The National Practitioner Data Bank at 25


By Robert E. Oshel, PhD

The National Practitioner Data Bank (NPDB or Data Bank)—the nation’s leading source for verifying practitioners’ licensure, clinical privileges, disciplinary events, and malpractice payment histories—opened its doors a quarter century ago, on September 1, 1990. It now contains well over one million reports, more than 40% of which concern physicians. Other reports concern dentists, nurses, pharmacists, chiropractors, and all other types of licensed practitioners. The Data Bank’s information is rated as accurate, timely, and appropriate by almost all users, whether they are required by law to obtain Data Bank information or do so voluntarily.

Yet there is still room for improvement—specifically, the Data Bank’s reporting could be more comprehensive. Payments for employed physicians may go unreported because of the “corporate shield” reporting loophole. Similarly, some serious disciplinary matters may go unreported because licensing boards and peer reviewers craft disciplinary actions that are not reportable. Such non-reporting may benefit a practitioner in the short run, but lessen the ability of licensing and credentialing authorities to discern patterns of malpractice or improper behavior that could lead them to take actions to protect public health and safety.

**Work item A:** Can you sum up the Data Bank article in two sentences?
**Work item B:** Could you retype the Data Bank article from "The National Practitioner Data Bank (NPDB" up to and including "do so voluntarily."?

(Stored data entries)
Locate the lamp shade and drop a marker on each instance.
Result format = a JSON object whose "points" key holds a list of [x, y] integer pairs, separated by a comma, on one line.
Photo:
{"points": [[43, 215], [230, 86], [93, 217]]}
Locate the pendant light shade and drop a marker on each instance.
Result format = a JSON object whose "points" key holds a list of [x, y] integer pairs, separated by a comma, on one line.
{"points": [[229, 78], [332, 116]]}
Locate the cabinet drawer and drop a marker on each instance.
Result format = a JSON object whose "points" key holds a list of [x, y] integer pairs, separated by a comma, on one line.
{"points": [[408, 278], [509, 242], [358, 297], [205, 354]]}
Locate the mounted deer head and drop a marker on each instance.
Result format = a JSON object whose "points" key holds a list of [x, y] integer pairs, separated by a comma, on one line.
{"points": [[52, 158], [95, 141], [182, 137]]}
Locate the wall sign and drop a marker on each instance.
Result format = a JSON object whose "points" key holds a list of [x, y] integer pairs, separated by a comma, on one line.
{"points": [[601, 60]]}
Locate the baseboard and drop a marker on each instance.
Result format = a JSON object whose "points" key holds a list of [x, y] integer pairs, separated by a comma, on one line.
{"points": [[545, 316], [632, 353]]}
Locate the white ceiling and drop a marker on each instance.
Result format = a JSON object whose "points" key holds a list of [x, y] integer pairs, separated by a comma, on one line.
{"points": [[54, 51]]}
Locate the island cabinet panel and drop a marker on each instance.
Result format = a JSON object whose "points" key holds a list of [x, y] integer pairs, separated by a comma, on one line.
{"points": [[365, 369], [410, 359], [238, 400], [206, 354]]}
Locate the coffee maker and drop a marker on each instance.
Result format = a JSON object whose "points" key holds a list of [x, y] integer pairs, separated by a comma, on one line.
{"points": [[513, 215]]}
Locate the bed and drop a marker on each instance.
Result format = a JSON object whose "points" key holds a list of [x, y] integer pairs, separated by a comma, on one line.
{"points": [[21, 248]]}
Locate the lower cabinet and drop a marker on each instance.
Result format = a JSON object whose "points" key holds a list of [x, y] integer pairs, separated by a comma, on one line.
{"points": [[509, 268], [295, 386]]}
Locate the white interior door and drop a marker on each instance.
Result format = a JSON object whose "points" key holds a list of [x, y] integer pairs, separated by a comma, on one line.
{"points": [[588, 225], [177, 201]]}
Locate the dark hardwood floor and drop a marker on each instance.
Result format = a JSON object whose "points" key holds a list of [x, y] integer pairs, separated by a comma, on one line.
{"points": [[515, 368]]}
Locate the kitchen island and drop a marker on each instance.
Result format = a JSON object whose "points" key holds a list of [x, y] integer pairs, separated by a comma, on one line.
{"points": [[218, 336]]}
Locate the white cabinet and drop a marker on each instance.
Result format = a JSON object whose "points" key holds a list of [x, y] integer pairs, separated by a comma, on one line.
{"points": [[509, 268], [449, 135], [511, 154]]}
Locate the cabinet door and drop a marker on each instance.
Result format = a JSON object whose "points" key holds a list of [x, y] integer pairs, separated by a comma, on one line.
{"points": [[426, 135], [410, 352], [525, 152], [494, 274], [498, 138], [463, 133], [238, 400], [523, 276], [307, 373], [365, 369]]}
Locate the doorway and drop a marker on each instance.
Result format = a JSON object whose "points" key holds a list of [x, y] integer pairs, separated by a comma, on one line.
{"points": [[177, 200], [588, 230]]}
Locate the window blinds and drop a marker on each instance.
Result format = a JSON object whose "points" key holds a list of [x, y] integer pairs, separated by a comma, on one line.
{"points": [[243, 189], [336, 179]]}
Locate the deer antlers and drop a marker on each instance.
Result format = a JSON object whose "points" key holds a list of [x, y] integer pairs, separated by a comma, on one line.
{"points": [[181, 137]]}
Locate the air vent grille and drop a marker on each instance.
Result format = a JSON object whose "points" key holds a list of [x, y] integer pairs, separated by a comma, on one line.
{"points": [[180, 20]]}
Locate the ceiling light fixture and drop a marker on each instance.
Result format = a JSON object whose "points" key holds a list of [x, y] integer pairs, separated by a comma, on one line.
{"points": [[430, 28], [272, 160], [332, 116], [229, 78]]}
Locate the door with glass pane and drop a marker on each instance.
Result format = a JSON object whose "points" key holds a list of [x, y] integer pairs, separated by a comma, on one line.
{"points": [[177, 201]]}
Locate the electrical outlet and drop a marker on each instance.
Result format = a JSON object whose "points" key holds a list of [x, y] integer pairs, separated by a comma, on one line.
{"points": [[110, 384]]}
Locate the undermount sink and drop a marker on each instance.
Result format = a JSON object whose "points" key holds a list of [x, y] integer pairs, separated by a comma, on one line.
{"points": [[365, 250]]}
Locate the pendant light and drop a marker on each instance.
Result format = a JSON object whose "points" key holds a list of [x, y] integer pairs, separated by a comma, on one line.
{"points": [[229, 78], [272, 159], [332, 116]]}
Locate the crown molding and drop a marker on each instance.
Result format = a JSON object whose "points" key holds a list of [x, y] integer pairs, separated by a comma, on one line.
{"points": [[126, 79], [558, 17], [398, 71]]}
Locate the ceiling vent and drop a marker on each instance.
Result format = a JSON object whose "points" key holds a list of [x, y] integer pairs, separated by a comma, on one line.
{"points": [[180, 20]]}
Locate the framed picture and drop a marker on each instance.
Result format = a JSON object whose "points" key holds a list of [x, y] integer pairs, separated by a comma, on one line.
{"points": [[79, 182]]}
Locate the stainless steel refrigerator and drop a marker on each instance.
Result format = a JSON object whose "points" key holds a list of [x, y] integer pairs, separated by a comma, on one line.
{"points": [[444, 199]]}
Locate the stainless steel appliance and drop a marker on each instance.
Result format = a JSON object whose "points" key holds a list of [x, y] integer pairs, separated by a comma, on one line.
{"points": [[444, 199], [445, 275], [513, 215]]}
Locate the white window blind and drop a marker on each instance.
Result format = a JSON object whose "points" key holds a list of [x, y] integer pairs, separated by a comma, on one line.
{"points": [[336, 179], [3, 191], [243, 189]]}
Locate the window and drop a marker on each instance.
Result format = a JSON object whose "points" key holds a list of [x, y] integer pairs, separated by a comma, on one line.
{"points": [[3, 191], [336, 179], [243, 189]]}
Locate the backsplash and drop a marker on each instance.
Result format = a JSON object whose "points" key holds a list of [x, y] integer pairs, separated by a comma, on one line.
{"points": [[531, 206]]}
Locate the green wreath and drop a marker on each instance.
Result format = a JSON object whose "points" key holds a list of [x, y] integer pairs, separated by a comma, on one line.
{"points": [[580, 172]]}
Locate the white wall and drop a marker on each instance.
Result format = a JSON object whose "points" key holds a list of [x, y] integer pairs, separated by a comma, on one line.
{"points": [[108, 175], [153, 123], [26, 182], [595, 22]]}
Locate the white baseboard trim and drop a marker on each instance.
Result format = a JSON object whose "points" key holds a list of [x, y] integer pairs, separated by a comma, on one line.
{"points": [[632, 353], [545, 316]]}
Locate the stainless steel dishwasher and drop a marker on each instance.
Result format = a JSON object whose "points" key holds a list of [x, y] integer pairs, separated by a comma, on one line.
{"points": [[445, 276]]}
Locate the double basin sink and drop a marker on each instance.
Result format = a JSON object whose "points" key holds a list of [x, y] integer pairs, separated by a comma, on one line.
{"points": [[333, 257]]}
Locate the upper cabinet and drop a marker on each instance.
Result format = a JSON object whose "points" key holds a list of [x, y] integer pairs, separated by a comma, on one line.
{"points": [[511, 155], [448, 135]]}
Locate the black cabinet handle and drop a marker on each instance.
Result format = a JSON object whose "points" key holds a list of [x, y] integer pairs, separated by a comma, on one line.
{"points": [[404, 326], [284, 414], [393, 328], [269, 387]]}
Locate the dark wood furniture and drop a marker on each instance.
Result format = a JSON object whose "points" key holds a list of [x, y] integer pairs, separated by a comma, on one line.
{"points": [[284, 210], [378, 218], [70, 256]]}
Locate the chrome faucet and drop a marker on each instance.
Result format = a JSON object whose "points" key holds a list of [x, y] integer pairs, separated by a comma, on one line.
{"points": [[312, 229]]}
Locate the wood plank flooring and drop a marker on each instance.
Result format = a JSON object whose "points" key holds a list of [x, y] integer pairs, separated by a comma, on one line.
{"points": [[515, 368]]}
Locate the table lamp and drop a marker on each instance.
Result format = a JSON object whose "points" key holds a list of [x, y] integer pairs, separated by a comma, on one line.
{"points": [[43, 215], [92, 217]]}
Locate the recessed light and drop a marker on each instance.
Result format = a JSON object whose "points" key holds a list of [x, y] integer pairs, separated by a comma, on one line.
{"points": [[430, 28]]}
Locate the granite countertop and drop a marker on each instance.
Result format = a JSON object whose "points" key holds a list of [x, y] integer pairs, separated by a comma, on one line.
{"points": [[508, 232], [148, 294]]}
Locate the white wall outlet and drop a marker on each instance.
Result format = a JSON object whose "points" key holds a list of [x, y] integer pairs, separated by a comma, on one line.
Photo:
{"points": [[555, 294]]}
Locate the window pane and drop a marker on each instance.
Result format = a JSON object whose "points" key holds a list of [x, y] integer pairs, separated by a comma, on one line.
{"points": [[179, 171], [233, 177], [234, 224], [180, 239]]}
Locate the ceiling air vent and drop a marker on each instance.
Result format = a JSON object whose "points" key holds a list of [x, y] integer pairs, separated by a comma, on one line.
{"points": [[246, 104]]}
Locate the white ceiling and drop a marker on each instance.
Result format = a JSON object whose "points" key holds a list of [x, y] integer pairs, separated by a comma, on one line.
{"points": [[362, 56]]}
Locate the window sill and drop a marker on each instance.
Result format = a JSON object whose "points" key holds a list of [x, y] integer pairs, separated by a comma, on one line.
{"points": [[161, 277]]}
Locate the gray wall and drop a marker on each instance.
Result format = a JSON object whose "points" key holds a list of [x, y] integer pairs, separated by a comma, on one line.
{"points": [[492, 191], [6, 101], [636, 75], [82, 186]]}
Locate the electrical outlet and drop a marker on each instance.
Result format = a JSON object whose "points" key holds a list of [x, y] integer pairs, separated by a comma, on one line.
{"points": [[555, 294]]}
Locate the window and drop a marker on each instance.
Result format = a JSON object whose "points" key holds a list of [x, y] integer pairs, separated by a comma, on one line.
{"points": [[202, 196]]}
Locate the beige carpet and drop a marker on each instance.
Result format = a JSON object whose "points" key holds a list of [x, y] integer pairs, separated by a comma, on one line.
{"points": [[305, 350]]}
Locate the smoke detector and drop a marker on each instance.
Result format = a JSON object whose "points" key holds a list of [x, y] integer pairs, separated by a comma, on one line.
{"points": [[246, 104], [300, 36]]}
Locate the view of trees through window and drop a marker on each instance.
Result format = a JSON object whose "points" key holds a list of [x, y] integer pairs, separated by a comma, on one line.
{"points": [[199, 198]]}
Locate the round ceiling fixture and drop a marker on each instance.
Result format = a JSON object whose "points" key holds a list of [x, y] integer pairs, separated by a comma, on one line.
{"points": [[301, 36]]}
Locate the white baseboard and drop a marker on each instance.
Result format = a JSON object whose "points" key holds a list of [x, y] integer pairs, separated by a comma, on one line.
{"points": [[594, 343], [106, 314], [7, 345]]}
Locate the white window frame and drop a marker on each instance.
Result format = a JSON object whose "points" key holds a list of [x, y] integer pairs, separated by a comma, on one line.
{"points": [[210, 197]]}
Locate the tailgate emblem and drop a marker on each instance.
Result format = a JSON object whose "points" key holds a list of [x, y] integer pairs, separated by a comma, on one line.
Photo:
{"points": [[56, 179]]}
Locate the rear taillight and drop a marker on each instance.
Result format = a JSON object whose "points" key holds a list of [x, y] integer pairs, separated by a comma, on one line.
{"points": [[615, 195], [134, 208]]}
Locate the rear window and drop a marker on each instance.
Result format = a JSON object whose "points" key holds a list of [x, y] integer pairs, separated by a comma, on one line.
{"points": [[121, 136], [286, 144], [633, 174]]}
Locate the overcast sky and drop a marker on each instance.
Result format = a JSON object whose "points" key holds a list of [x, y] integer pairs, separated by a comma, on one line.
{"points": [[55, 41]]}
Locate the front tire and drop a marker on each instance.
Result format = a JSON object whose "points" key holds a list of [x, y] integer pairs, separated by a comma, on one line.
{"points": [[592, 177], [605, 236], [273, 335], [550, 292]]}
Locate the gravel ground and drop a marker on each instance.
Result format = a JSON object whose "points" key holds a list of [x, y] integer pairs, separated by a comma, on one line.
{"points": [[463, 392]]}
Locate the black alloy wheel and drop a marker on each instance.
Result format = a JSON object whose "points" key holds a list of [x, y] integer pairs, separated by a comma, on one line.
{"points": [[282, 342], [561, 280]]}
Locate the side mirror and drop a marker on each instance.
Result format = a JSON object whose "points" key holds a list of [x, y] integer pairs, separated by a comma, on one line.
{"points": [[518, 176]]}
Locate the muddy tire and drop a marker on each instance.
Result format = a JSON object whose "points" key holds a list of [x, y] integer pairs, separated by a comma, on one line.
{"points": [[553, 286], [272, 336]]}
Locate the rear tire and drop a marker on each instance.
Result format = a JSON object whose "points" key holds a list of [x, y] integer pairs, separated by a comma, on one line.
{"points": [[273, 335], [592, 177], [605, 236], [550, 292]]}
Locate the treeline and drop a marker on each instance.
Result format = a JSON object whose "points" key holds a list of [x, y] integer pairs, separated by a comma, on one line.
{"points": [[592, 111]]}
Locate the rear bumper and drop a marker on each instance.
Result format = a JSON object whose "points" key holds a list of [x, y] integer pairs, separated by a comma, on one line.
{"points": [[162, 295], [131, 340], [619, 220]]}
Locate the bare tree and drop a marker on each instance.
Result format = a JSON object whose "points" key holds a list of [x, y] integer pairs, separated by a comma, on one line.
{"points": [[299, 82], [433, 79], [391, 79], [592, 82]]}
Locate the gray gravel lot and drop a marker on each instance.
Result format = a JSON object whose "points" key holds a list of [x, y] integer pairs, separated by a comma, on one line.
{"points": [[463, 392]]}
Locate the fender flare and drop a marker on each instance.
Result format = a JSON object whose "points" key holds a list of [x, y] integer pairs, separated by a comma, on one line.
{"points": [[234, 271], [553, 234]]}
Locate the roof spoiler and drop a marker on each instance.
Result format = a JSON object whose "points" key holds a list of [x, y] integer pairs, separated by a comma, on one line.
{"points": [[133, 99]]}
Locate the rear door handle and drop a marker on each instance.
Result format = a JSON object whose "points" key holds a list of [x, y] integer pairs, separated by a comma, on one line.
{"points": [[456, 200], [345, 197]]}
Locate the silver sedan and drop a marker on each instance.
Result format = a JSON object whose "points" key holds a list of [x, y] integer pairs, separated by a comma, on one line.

**Answer section A:** The National Practitioner Data Bank opened on September 1, 1990, and now holds well over one million reports on licensed practitioners, more than 40% of them about physicians. Almost all users rate its information as accurate, timely, and appropriate, but its reporting could be more comprehensive, because the "corporate shield" loophole and non-reportable disciplinary actions leave some payments and serious matters unreported, which weakens authorities' ability to spot patterns of malpractice or improper behavior.

**Answer section B:**
The National Practitioner Data Bank (NPDB or Data Bank)—the nation’s leading source for verifying practitioners’ licensure, clinical privileges, disciplinary events, and malpractice payment histories—opened its doors a quarter century ago, on September 1, 1990. It now contains well over one million reports, more than 40% of which concern physicians. Other reports concern dentists, nurses, pharmacists, chiropractors, and all other types of licensed practitioners. The Data Bank’s information is rated as accurate, timely, and appropriate by almost all users, whether they are required by law to obtain Data Bank information or do so voluntarily.